Complete the following
[1] Write out the passage on the Normandy landings from "From D-Day in" up to and including "will be left.".
[2] Rewrite the paragraph of the Normandy landings passage that begins "From D-Day in June" as a short list that keeps its main facts.

Passage
___
Normandy landings—the lesson for the COVID pandemic

 



Seventy-seven years have just passed since Operation Overlord was launched on the 6th of June, 1944, when 160,000 soldiers crossed the English Channel to begin the end of the Nazi domination of Europe.

 

From D-Day in June to the end of August, the Allies ferried across over 2 million soldiers to Northern France. Over 220,000 of the young men, who came from as near as Britain, France, and Poland, and as far away as America, Canada, and Australia, never saw home again. Many more were maimed for life.

 

All who participated on that day and survived will be well over the age of 90, and we are soon to be faced with a world where no one who had experienced that world-changing epoch will be left. 




Compare the risks that they faced with the risk we face now in the COVID-19 pandemic, and comparing the differences in the way we behave, it becomes abundantly clear that this generation, who has reaped all the rewards of the sacrifices of the Normandy generation, has lost the sense of the tragic nature of life. This generation has forgotten that often risks are unavoidable, and all one can do is to make the most appropriate trade-off with the best knowledge at hand in order to maximize the good, or at least, to minimize the bad.

 



When faced today with an enemy that is much less deadly, the consensus of many Western countries (at least its leadership and institutions) is that lockdowns are the only answer. The unspoken implication is that it is worthwhile to sacrifice the livelihoods of its citizens, derange the mental health of young and old, induce loneliness in the vulnerable, deny basic needs for friendship and companionship across the board, and traduce the education and wellbeing of the children while piling up unprecedented debt on their young heads. And then, when the whole society is at near-neurosis, to say that it’s all for your own good. Objection to this is arrangement, even from experts with a differing view, and even when backed up with evidence, is tantamount to blasphemy.

 

This is absurd in its face – it may have been prudent in the early days of 2019, when the mortality risk of the virus was estimated to be more than 2%, or a fifth of that faced by the soldiers storming Nazi-fortified beaches in Northern France, if you get the virus at all. But that was more than a year ago. The mortality risk had been refined to a tenth of that in September 2020, given the high proportion of asymptomatic cases, which varies by study but could be higher than 50%.


Keeping in mind the rate of hospitalisation after catching COVID-19 is only 1-5%

 


Furthermore, the vast majority of deaths are in the comparatively frail elderly, and more than 90% of deaths are in those with more than two underlying conditions, such as influenza and pneumonia, hypertensive disease, diabetes, and heart failure, all of which are deadly diseases in themselves. This again circumscribes the danger of COVID-19. But the most grating thing is that multiple scientific studies show that lockdowns do not reduce mortality from COVID-19.

 



Now, a year and a half later, despite knowing these facts, as well as being armed with great advances in treatment options, not to mention half a dozen different types of effective vaccines, lockdowns still happen regularly in response to a handful of cases.

 

The tragic sense of life dictates that often we are faced with making compromises, and therefore we must not, as the old adage goes, make the best enemy of the good. The soldiers who braved the Nazi machine guns and bombs 77 years ago knew this, and were prepared to give it all to preserve life, liberty, and the freedom to pursue happiness for those they love. The irony is that today’s leaders seem to be doing exactly the opposite, willing to sacrifice everyone’s freedoms, basic happiness, and ability to simply subsist—all that the soldiers fought to preserve—for an illusory security.
___
Data entries:
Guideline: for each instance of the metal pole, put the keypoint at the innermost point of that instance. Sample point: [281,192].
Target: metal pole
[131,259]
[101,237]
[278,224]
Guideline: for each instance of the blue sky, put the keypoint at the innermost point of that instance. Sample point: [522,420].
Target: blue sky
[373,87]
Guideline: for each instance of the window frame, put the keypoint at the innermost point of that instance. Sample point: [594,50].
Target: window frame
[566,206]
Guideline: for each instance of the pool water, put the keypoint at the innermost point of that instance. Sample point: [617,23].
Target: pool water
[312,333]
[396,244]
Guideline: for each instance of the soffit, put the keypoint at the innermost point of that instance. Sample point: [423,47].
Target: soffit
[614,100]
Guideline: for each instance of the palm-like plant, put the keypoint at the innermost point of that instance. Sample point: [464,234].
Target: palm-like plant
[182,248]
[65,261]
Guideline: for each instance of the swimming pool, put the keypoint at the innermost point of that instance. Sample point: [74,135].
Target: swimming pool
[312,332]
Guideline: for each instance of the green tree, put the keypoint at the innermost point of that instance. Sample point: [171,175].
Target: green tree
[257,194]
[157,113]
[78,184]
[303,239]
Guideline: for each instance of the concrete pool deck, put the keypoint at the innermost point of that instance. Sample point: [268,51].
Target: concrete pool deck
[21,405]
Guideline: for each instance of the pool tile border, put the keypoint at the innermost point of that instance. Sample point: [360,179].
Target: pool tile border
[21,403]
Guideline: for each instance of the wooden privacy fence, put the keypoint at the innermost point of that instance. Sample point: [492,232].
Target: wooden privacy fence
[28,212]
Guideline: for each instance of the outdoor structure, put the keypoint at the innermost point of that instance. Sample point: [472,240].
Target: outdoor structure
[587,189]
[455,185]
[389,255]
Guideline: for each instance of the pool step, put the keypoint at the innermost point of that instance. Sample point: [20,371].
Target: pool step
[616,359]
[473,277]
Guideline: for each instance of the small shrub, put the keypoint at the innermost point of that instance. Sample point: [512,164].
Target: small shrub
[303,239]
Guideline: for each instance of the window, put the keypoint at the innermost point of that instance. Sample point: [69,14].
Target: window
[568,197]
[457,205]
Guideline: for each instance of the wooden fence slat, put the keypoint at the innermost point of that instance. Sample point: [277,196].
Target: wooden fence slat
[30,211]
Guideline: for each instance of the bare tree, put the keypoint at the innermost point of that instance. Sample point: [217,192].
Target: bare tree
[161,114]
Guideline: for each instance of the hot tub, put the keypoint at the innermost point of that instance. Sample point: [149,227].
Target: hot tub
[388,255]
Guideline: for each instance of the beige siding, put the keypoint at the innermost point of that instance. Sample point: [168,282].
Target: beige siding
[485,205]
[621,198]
___
Answers below
[1]
From D-Day in June to the end of August, the Allies ferried across over 2 million soldiers to Northern France. Over 220,000 of the young men, who came from as near as Britain, France, and Poland, and as far away as America, Canada, and Australia, never saw home again. Many more were maimed for life.

 

All who participated on that day and survived will be well over the age of 90, and we are soon to be faced with a world where no one who had experienced that world-changing epoch will be left.

[2]
- Between D-Day in June and the end of August, the Allies moved over 2 million soldiers to Northern France.
- The young men came from nearby Britain, France, and Poland, and from as far away as America, Canada, and Australia.
- More than 220,000 of them never returned home.
- Many more were maimed for life.